### Aufgabe
Zähle, wie viele der folgenden Zeilen die Zeichenfolge „clump“ enthalten, und gib nur diese Zahl an.

------ Verfügbare Daten ------

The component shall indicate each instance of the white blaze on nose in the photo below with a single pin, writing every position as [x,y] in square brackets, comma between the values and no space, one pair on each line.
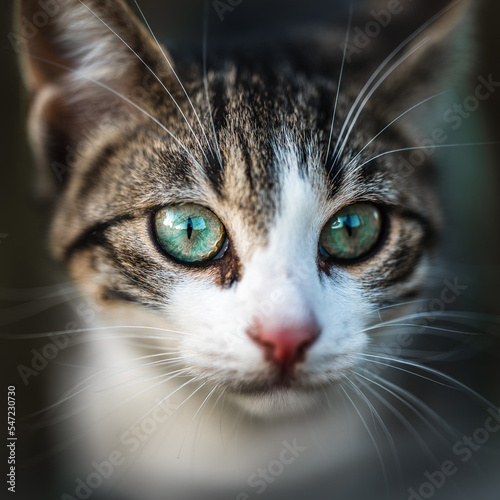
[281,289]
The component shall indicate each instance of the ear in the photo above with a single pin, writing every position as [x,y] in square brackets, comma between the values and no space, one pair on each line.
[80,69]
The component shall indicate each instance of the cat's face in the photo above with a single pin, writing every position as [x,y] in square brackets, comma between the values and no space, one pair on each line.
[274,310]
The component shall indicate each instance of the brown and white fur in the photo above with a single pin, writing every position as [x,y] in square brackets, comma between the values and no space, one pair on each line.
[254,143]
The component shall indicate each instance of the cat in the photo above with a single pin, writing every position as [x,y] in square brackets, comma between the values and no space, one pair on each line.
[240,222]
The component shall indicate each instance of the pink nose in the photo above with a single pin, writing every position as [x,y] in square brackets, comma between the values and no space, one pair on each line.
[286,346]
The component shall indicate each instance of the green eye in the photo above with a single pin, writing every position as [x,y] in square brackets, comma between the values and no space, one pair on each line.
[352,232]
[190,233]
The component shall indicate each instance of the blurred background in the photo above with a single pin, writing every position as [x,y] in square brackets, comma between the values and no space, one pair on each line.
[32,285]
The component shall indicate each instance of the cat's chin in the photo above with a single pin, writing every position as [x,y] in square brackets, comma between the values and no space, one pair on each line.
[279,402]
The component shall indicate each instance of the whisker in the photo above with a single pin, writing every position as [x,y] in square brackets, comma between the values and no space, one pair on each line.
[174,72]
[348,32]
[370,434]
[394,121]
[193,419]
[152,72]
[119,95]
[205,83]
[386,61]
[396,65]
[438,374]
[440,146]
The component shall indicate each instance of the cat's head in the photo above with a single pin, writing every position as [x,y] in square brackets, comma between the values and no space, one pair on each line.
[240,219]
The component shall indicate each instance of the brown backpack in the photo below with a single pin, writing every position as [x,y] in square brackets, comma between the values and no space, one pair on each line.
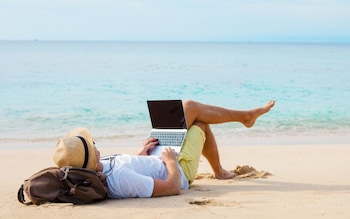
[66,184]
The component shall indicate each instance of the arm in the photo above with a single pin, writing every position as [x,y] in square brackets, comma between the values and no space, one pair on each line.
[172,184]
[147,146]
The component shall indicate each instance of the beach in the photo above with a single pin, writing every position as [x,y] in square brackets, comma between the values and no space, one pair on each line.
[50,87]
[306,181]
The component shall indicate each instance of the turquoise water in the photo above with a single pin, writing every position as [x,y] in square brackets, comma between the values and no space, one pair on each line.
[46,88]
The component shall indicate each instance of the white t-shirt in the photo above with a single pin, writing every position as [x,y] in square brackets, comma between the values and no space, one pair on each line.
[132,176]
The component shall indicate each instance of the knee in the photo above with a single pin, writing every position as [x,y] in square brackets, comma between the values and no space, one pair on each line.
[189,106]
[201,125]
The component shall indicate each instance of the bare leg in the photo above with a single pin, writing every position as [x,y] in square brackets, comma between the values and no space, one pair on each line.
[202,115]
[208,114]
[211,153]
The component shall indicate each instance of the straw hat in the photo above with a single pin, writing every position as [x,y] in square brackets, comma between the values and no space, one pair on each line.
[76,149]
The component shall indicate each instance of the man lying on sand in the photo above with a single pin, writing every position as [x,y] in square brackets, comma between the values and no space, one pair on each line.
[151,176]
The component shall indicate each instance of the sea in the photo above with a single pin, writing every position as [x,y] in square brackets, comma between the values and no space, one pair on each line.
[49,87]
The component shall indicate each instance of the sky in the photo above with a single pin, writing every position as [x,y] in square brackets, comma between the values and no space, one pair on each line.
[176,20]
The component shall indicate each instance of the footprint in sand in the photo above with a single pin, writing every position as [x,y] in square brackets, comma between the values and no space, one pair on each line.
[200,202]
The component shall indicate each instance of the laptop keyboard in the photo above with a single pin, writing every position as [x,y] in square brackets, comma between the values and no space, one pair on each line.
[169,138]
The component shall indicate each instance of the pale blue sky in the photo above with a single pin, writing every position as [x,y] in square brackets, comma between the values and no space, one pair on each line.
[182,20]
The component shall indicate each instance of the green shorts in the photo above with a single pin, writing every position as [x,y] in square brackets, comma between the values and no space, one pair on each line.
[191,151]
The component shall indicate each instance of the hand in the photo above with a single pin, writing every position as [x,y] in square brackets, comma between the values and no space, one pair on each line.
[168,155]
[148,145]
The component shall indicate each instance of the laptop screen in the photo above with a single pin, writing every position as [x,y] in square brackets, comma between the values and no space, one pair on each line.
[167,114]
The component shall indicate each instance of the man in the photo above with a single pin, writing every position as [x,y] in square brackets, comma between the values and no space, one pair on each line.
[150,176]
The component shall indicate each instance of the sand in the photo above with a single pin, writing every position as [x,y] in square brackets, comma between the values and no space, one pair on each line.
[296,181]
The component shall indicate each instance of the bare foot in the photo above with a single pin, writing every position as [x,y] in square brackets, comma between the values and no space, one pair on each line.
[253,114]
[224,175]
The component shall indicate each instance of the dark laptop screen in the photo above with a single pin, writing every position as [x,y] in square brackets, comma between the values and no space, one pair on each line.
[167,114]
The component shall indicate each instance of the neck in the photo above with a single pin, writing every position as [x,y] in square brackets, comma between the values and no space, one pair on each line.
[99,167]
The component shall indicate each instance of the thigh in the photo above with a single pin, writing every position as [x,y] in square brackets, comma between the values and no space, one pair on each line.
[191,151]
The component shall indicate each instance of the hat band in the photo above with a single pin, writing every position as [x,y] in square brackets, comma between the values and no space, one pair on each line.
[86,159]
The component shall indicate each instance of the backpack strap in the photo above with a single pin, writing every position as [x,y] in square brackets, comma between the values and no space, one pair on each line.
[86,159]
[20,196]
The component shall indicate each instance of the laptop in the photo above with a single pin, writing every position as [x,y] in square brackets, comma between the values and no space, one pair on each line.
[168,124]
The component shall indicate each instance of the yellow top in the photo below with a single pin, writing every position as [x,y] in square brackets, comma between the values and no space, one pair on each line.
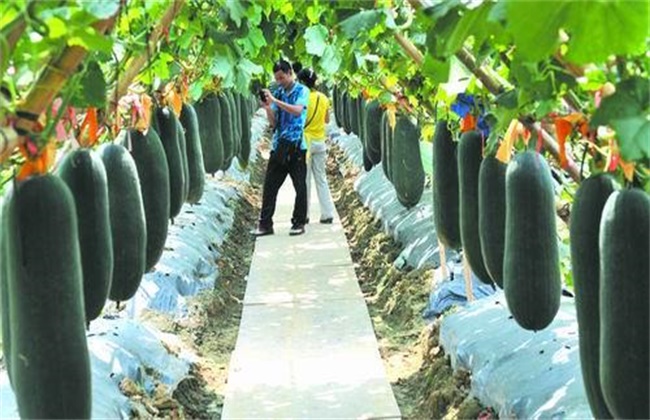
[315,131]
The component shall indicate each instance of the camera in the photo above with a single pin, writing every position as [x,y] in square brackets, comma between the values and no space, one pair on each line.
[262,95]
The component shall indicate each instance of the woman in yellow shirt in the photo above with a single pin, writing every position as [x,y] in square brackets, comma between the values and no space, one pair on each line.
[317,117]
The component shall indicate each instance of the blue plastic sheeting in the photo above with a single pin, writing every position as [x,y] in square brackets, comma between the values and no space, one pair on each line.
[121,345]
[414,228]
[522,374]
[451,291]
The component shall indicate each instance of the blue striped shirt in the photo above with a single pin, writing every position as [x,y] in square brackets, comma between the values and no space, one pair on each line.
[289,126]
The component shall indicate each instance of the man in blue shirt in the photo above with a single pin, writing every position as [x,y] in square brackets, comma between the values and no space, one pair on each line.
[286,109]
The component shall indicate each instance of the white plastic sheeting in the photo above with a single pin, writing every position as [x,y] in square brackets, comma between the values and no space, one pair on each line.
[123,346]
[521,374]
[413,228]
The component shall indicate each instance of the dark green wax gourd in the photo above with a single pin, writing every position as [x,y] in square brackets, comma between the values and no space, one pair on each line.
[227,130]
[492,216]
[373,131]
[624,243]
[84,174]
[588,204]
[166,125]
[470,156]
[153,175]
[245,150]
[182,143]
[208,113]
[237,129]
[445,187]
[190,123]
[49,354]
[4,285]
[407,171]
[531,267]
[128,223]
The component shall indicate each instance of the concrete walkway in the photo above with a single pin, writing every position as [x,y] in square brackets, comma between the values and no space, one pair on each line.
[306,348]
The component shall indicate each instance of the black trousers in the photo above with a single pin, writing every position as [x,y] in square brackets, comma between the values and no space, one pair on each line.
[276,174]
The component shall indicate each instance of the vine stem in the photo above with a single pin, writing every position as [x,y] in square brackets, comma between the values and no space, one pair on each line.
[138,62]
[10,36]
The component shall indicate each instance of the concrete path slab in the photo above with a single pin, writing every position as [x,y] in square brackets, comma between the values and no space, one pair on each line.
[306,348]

------
------ Verfügbare Daten ------

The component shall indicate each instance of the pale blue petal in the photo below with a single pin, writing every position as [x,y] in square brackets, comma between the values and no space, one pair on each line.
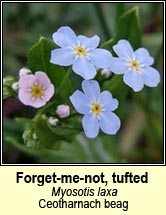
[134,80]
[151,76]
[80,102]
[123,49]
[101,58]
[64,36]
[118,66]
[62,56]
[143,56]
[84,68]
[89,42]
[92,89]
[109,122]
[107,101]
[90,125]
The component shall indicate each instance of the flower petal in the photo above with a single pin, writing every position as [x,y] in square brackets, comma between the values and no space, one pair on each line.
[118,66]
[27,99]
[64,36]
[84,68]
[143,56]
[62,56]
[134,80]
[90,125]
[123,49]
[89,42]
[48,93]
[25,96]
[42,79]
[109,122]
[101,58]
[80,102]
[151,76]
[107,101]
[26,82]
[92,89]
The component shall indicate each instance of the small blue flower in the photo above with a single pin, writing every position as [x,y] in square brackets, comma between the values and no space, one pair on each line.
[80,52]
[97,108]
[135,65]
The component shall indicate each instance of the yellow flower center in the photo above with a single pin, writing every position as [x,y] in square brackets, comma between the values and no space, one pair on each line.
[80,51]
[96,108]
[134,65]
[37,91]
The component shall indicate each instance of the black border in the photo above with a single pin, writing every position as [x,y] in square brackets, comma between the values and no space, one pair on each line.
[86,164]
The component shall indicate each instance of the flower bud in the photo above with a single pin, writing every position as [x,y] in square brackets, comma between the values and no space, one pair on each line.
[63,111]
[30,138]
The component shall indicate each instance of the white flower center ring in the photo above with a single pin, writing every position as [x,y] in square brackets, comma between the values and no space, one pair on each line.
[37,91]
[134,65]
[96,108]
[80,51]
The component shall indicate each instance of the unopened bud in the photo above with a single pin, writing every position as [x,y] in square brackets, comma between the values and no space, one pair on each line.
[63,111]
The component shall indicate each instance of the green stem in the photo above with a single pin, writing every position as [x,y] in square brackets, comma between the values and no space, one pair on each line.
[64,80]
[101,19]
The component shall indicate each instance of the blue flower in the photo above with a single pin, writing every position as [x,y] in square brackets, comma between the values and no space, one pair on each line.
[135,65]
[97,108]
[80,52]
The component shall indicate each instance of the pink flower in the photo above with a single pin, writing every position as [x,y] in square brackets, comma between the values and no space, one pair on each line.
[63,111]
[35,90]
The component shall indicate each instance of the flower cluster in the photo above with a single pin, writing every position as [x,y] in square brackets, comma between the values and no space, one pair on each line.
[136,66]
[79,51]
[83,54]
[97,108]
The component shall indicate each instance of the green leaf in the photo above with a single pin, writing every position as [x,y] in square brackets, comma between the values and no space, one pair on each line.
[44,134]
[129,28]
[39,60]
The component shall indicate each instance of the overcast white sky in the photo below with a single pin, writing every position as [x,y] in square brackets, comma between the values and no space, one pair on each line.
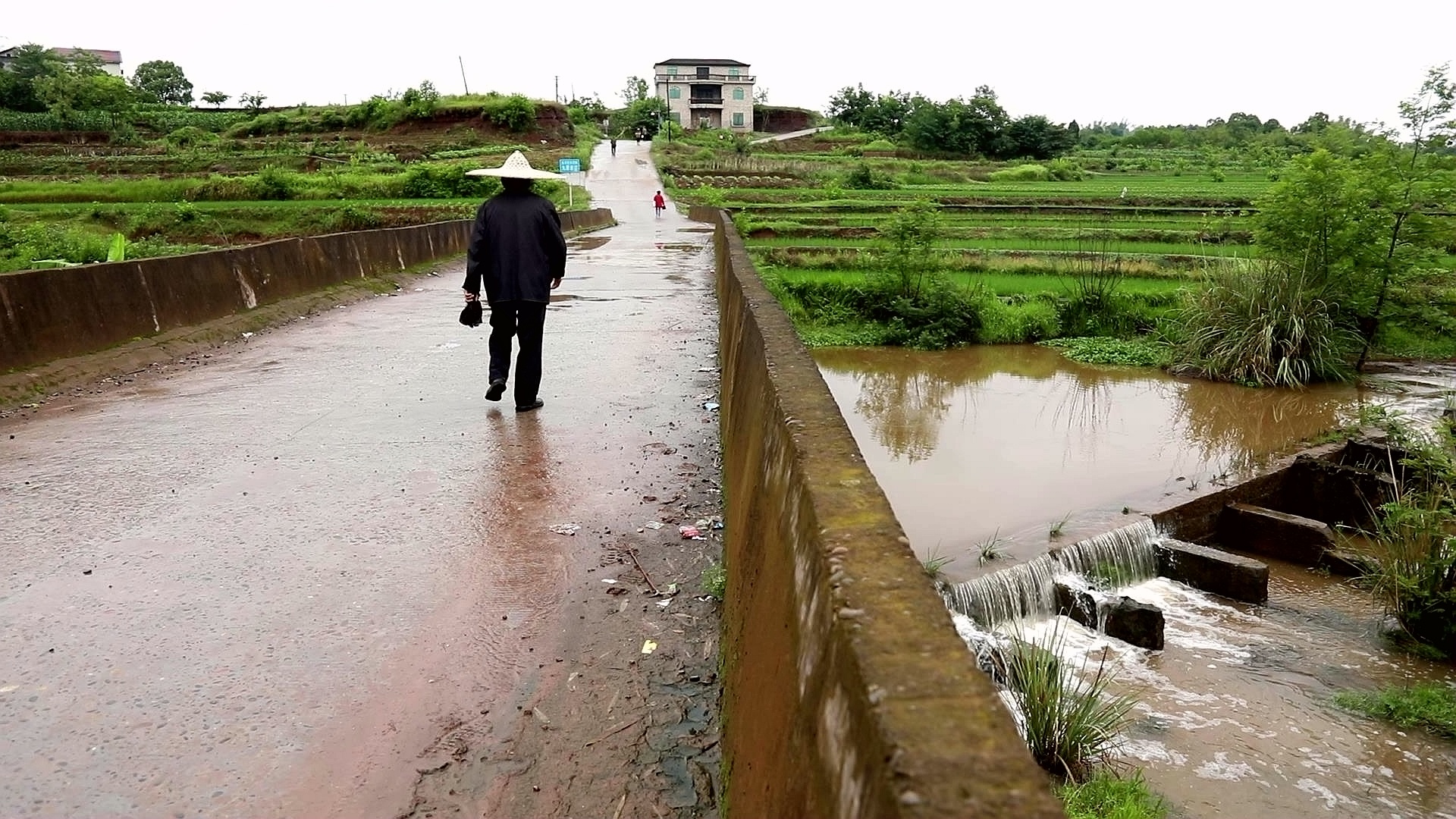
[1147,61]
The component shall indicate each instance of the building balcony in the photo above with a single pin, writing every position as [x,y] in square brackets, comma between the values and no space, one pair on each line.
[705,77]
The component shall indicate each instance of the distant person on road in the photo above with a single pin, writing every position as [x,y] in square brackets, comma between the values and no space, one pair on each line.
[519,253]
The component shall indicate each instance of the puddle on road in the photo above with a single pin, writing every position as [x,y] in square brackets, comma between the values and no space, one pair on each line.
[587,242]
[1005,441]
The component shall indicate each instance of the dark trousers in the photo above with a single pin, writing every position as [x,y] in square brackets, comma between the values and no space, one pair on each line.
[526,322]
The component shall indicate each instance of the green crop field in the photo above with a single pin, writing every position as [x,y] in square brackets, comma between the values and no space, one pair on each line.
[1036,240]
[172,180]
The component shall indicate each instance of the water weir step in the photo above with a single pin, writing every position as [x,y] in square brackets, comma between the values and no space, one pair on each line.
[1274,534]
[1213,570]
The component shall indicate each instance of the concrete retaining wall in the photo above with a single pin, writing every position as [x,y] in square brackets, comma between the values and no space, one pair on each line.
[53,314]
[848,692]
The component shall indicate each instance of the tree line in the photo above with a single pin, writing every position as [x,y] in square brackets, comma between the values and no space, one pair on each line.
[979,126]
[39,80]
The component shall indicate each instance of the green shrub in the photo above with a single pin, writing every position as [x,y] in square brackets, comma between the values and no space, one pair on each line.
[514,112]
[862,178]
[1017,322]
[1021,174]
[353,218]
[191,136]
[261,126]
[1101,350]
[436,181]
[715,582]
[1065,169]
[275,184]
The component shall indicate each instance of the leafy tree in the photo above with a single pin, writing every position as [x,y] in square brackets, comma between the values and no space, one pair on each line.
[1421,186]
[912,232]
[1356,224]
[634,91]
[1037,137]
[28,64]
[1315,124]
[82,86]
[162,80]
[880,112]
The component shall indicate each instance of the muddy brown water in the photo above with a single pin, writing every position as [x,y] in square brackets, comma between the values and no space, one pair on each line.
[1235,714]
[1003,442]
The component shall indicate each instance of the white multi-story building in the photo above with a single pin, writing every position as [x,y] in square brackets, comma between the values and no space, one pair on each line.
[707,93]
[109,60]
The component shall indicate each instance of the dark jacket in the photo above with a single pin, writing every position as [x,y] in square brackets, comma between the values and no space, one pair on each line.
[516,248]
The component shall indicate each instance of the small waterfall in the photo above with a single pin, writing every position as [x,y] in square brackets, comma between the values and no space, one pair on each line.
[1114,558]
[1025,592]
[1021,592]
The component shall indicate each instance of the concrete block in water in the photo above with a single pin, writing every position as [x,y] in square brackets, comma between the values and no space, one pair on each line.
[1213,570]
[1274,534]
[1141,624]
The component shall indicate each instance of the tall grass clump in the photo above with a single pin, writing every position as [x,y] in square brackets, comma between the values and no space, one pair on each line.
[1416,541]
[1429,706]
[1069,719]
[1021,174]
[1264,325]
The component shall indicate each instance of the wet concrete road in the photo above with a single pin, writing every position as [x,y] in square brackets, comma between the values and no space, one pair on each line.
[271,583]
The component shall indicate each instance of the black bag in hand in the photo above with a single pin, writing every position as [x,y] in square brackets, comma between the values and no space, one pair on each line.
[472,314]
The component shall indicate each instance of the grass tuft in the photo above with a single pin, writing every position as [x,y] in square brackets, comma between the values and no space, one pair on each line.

------

### Lösung
1